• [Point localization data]
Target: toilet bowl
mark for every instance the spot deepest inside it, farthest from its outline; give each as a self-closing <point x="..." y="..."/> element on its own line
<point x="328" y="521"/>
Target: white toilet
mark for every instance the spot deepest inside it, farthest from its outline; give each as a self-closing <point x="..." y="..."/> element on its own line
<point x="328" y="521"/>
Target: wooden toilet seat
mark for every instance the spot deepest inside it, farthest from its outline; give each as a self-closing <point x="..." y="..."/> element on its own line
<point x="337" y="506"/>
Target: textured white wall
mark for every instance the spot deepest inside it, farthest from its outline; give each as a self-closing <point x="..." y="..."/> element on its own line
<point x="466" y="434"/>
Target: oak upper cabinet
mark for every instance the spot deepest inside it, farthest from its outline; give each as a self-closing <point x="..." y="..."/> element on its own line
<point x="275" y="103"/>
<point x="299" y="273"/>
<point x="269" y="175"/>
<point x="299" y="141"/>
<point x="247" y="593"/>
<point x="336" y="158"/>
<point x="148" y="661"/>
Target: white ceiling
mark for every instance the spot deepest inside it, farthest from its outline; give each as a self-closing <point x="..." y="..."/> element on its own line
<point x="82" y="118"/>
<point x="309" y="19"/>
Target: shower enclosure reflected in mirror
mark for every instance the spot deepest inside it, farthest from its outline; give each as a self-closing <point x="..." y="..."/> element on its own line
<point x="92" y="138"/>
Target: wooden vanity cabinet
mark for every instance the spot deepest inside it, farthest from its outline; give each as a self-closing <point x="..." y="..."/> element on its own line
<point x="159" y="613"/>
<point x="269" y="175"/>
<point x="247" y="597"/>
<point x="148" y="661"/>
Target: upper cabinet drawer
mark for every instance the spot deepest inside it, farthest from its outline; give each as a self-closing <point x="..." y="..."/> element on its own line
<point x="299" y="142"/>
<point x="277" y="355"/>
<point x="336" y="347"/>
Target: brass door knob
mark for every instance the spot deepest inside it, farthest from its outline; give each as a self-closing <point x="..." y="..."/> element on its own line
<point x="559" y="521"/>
--
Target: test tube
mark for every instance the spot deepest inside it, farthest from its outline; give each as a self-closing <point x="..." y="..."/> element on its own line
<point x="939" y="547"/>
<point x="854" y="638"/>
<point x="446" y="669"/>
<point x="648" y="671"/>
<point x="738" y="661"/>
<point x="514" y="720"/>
* * *
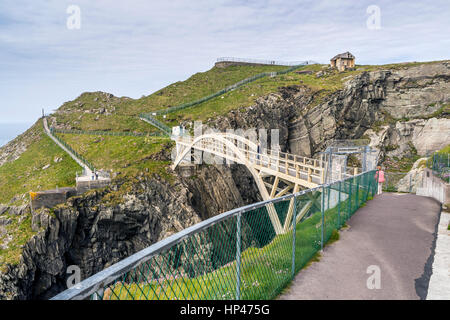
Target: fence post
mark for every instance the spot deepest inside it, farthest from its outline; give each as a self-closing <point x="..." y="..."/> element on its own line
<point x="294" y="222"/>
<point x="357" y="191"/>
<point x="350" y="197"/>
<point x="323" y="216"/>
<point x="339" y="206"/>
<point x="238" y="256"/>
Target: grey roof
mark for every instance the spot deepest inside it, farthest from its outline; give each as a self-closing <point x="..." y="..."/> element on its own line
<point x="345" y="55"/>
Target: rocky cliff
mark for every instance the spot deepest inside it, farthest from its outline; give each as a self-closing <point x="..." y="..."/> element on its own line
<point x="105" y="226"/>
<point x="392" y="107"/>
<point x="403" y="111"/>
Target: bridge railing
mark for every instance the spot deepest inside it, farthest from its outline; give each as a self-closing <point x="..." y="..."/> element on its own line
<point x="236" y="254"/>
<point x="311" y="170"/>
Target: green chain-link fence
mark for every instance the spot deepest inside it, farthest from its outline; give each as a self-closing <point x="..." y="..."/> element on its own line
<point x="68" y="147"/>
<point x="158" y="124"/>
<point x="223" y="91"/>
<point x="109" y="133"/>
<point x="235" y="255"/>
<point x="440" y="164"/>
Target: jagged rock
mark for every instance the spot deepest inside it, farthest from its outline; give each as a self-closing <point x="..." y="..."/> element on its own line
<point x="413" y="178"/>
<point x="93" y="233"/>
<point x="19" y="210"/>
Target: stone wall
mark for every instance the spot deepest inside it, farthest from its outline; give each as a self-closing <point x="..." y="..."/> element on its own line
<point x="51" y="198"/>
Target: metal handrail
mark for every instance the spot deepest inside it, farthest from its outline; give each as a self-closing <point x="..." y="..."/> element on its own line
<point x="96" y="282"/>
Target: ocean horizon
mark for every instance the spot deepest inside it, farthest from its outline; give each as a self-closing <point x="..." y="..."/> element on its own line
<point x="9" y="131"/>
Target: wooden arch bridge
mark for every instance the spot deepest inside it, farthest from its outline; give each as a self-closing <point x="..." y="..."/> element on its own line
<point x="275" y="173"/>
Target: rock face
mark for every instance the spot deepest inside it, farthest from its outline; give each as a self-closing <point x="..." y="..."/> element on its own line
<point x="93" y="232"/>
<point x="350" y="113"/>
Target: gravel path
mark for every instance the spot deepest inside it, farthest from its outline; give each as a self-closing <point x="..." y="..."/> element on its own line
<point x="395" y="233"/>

• [Task goal] Please return the lines above that run from the line containing "Target: toilet bowl" to the line containing "Target: textured white wall", inclusive, exactly and with no other lines.

• [Task answer]
Target: toilet bowl
mark for every instance the spot deepest inside it, farthest from its outline; give each as a self-closing <point x="..." y="..."/> element on its own line
<point x="328" y="521"/>
Target: white toilet
mark for every instance the spot deepest inside it, farthest from its outline; give each as a self-closing <point x="..." y="..."/> element on its own line
<point x="328" y="521"/>
Target: wooden toilet seat
mark for every instance the spot deepest inside it, farthest from its outline; give each as a self-closing <point x="..." y="..."/> element on its own line
<point x="337" y="506"/>
Target: textured white wall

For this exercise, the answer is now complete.